BY PHYLLIS MBANJE
ZIMBABWE has been adjudged among top 10 African countries with the highest number of COVID-19-related deaths even though the country has the least number of cumulative cases.
A recent World Health Organisation (WHO) COVID-19 Africa update stated that Zimbabwe and nine other African countries had in total recorded 3 000 coronavirus
Further analysis of figures shows that the nine countries recorded between 160 000 to over two million cases of COVID-19, while Zimbabwe only has 97 894 cases to date.
Botswana, which has almost the same number of infections (97 657), has fewer deaths (1 375), raising questions about limited testing in Zimbabwe, resulting in cases not being captured.
Health and Child Care ministry updates state that slightly over one million tests were carried out since the first case was recorded in March last year.
“Few tests (per 100 people) compared to those countries is the main reason. Late presentation and shortage of high dependency unit/intensive care unit beds could also be a contributory factors,” health practitioner Norman Matara said during training of nurses in Makonde district which was facilitated by the Zimbabwe Association of
Doctors for Human Rights.
Matara said there was need for mass testing, isolation and contact-tracing to halt further spread of the virus.
Zimbabwe has been touted as one of the countries that had managing well the pandemic and running a successful vaccination programme, despite fears by some healthcare workers that most of the cases were going unrecorded.
It costs an average of US$50 to get a polymerase chain reaction (PCR) test.
Community Health Working Group executive director Itai Rusike said: “Testing is the cornerstone of public health prevention and planning. Zimbabwe has struggled to test in sufficient numbers to control COVID-19. Therefore, a large number of cases are not accounted for,” Rusike said, adding that almost two years into the pandemic, the need and demand for essential diagnostics (tests and reagents) was not being met.
Researchers from Columbia University in a paper published on Researchgate said the recent surge in COVID-19 cases in Zimbabwe was an urgent national public health concern, which required co-ordinated efforts to scale up testing using the capacity already in existence in country.

Work instructions
a) Please copy the stretch of the COVID-19 article from "Zimbabwe has been touted" through "were going unrecorded.", switching "vaccination programme" to "immunization campaign".
b) Answer these from the COVID-19 article:
(i) How many COVID-19 cases has Zimbabwe recorded to date?
(ii) How many deaths has Botswana recorded?
(iii) What is the average cost of a PCR test?
None of the entries are needed here.

Data extracts
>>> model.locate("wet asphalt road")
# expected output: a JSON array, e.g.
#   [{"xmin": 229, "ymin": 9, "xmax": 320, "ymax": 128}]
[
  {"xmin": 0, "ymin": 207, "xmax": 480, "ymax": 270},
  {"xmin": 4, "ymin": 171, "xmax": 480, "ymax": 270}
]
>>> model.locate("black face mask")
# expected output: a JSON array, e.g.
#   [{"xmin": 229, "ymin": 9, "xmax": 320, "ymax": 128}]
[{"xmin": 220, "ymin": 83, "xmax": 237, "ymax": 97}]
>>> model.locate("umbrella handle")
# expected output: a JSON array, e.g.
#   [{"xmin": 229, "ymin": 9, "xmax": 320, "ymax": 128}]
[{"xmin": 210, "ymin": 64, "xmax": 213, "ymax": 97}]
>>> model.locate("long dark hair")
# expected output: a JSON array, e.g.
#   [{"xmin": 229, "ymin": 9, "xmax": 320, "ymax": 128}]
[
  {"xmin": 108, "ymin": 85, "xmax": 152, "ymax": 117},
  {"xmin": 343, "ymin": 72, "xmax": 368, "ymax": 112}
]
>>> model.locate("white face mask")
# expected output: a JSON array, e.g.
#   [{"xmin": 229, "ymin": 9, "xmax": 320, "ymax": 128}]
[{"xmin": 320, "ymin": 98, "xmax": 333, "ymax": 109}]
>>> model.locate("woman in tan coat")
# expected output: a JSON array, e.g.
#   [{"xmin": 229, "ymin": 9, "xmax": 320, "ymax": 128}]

Problem solutions
a)
Zimbabwe has been touted as one of the countries that had managing well the pandemic and running a successful immunization campaign, despite fears by some healthcare workers that most of the cases were going unrecorded.

b)
(i) 97 894
(ii) 1 375
(iii) US$50